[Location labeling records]
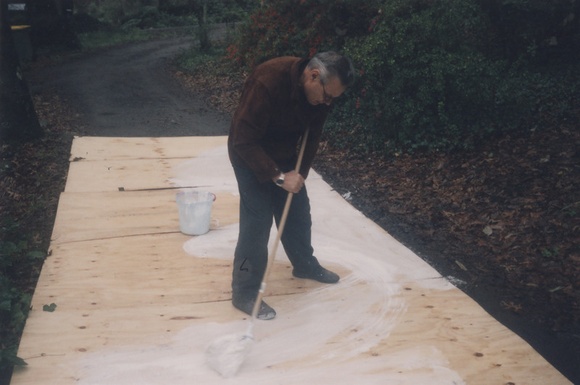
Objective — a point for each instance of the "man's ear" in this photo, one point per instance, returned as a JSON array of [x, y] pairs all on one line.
[[314, 74]]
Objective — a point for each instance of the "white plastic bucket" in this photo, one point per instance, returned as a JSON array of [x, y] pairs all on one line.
[[194, 211]]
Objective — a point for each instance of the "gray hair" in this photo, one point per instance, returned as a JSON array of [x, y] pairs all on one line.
[[331, 64]]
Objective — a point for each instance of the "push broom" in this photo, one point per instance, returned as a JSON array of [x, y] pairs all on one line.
[[226, 354]]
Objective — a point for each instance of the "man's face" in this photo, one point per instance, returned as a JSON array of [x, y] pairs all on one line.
[[318, 93]]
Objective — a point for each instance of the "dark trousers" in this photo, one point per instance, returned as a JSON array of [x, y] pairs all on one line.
[[259, 204]]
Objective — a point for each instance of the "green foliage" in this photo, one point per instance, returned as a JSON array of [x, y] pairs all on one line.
[[15, 256], [423, 83], [299, 28], [434, 75]]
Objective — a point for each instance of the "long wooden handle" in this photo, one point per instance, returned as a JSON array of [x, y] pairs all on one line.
[[281, 226]]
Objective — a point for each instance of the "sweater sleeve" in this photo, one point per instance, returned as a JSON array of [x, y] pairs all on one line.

# [PROMPT]
Print all of the entries word for word. Omit the pictures they contain.

# [OUTPUT OF THE TASK]
Objective — a point for each instance of the "man's ear" in this photo, one point per instance, returned as a JSON array of [x, y] pairs all on one line.
[[314, 74]]
Objective — a point for each instance of the "white plastic bucket" in this photo, one point per instance, returned as a JSON array of [x, y] pairs all on one line.
[[194, 211]]
Objective — a point for each instance of the "gray hair" in this photo, one point per instance, returned as a JSON array of [x, y] pairs all on one line.
[[331, 64]]
Objective — a point for each instance of the "push broom" in this photo, one point per instance, returned as a JSON array of [x, y] pairs all on one line.
[[226, 354]]
Objective — a point for each instance of the "man's face" in this photo, one point per instance, returned as a JSON array of [x, y] pairs all on one line.
[[318, 93]]
Objective — a point for each instance of the "dark trousers" in this photo, one point per instance, returned as a JSON array of [x, y] pairs all on one line.
[[259, 204]]
Objective — a point for each instance of the "green foliage" in this photo, one point per instance, returned as a JSON array of [x, y] pairs all on one line.
[[15, 256], [423, 83], [299, 28], [434, 75]]
Objective — a point for each instance of the "long wooden handle" in this photo, one point per instance, returned as a JSON array of [x, y] pairs all on one line.
[[281, 226]]
Objective — a point for each instance of the "sweater sleeve" in this photo, one point per instance, returned as a JSON array of [x, y] pairs all on one line.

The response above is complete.